▼▼▼

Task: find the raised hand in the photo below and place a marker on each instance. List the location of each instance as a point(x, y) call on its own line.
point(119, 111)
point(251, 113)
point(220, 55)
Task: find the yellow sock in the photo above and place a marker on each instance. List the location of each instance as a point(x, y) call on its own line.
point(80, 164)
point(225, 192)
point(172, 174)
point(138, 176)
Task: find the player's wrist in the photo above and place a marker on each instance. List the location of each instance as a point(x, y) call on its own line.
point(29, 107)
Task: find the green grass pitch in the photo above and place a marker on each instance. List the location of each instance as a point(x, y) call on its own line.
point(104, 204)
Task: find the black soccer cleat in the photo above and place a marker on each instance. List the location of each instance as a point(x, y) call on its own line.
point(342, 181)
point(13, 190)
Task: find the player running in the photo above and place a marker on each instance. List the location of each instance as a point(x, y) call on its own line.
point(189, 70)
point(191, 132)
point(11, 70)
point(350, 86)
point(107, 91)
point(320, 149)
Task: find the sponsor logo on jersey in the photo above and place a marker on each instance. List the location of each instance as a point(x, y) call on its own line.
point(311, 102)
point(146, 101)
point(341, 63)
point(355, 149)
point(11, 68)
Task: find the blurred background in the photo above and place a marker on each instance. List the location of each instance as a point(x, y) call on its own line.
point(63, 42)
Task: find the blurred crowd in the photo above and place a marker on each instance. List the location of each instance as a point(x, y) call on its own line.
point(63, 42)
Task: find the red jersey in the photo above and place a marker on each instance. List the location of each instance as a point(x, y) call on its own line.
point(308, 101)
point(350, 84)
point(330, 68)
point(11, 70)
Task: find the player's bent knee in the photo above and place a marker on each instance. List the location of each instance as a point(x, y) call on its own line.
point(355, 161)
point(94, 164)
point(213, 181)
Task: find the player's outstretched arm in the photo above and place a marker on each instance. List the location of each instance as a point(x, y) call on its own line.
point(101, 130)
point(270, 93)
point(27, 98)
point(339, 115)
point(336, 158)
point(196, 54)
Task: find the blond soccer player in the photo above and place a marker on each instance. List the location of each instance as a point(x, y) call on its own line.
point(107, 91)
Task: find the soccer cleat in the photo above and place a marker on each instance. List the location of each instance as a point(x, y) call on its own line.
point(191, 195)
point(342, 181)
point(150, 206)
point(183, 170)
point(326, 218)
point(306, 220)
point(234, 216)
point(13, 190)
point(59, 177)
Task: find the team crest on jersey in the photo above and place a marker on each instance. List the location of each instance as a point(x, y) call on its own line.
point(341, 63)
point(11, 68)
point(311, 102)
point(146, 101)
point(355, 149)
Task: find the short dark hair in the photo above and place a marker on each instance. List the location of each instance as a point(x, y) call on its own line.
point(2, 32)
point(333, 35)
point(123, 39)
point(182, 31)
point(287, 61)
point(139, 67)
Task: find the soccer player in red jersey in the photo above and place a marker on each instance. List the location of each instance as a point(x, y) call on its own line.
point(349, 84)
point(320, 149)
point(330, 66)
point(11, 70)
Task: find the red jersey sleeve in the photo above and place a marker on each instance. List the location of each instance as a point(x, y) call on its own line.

▲▲▲
▼▼▼

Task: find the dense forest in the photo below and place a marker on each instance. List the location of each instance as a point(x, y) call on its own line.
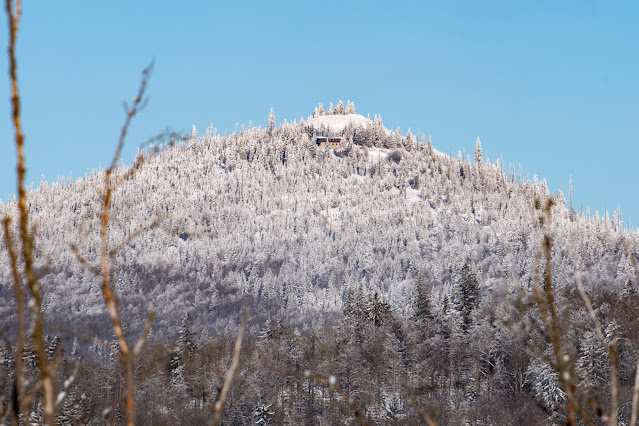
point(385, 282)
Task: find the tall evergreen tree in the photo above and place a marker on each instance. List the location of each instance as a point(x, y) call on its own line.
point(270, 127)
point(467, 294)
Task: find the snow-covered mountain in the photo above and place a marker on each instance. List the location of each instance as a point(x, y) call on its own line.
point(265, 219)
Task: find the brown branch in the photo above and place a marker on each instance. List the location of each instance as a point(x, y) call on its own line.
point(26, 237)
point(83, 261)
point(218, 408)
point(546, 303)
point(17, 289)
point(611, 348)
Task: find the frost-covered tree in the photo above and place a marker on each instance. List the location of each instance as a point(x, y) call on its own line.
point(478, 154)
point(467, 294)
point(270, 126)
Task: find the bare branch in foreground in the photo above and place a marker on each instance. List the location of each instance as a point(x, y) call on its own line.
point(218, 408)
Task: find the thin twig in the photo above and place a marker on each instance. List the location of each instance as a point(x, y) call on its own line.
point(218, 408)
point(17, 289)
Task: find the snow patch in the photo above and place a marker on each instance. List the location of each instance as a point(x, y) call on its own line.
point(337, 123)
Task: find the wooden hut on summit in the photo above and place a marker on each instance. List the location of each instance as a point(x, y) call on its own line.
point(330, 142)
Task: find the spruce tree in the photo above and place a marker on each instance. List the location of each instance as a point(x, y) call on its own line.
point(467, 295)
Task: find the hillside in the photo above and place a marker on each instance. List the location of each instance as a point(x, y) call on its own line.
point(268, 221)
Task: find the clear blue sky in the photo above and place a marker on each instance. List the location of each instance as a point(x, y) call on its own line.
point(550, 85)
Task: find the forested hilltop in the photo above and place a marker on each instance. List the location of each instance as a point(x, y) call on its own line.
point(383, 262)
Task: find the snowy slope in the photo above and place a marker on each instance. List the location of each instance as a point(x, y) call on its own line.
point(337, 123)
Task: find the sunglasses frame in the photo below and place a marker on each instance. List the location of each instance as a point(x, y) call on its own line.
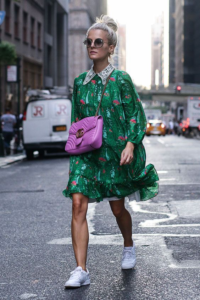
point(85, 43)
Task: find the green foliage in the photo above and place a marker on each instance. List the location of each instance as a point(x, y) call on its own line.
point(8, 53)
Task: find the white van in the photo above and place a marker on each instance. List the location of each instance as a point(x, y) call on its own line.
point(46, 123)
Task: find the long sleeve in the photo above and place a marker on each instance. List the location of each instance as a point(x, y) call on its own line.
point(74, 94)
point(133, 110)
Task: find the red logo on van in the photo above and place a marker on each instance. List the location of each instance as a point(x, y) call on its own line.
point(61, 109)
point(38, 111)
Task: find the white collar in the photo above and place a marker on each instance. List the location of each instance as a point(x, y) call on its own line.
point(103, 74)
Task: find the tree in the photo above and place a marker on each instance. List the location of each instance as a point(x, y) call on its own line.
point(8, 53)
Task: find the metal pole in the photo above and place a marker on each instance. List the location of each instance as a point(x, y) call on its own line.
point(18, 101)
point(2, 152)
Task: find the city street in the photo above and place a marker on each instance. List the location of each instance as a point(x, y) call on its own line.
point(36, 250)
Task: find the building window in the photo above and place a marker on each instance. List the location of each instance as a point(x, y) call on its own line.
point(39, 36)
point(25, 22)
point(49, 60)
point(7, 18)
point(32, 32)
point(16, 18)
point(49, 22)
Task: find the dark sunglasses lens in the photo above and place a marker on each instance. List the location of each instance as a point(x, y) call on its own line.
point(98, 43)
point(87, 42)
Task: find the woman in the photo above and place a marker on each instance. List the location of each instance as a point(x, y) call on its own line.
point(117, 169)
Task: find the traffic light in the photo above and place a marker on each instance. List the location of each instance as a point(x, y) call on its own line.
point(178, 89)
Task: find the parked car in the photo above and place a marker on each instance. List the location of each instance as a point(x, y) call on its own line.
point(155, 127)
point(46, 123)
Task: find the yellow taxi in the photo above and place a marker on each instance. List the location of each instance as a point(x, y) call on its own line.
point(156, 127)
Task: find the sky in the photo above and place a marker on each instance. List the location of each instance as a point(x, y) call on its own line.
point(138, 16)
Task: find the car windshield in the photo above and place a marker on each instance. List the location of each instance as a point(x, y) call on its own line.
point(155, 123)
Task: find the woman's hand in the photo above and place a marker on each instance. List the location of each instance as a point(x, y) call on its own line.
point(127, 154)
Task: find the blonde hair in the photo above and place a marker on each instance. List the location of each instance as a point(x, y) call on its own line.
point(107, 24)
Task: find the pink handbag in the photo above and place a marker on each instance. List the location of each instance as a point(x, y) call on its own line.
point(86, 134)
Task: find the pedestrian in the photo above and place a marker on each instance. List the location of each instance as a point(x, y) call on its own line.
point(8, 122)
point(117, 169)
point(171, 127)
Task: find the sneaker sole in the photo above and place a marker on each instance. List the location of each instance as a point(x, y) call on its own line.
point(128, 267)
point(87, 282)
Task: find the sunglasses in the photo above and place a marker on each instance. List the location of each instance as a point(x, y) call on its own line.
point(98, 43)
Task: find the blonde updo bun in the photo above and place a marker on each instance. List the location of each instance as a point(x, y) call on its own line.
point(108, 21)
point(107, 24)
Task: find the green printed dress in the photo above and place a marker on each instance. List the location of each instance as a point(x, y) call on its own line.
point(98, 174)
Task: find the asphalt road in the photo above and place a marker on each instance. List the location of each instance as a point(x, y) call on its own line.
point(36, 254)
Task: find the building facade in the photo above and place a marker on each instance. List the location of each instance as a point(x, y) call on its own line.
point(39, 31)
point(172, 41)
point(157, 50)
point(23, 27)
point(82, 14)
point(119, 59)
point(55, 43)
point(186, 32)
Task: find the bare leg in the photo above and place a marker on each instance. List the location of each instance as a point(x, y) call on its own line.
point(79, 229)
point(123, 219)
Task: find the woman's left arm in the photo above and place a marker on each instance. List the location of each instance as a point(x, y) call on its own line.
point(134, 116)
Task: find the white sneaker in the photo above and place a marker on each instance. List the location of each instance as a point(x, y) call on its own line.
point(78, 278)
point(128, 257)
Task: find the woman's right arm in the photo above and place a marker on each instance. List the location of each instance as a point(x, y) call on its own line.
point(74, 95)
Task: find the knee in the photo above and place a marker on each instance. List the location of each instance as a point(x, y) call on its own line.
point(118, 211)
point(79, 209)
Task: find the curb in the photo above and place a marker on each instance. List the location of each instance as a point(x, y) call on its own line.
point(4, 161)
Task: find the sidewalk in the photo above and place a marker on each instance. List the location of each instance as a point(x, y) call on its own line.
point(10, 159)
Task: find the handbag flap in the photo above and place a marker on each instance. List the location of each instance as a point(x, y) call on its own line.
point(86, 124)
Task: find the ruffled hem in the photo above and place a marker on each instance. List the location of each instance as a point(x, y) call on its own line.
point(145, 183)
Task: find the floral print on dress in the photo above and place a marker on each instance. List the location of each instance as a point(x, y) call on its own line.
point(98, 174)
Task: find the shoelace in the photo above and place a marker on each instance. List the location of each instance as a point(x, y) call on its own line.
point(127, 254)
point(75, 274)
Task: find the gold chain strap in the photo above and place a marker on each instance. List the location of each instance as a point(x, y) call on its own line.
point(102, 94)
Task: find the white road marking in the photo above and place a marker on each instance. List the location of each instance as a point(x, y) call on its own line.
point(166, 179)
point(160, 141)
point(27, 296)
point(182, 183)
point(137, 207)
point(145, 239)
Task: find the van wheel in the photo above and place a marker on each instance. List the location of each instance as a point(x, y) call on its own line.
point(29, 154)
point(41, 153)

▲▲▲
▼▼▼

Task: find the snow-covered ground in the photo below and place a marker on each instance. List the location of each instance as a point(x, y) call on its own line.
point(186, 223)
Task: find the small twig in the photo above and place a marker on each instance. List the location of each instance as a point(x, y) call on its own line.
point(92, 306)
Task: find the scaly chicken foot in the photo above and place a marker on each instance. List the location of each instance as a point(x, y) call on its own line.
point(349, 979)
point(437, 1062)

▲▲▲

### REQUIRED WORK
Repeat the items word for word, from the line with "Task: find the snow-covered ground" up to and including the line with "point(437, 1062)".

### RESPONSE
Task: find the snow-covered ground in the photo below and place a marker on each instance. List the location of each instance as a point(x, y) call on its own line.
point(186, 223)
Task: find the small twig in the photo above and place a marker on each instance. List the location of each instance as a point(x, y) call on its own line.
point(92, 306)
Task: find the scaly chicken foot in the photo above and place a marker on each instance. List the location of each instance as a point(x, y) call on its own line.
point(349, 979)
point(437, 1062)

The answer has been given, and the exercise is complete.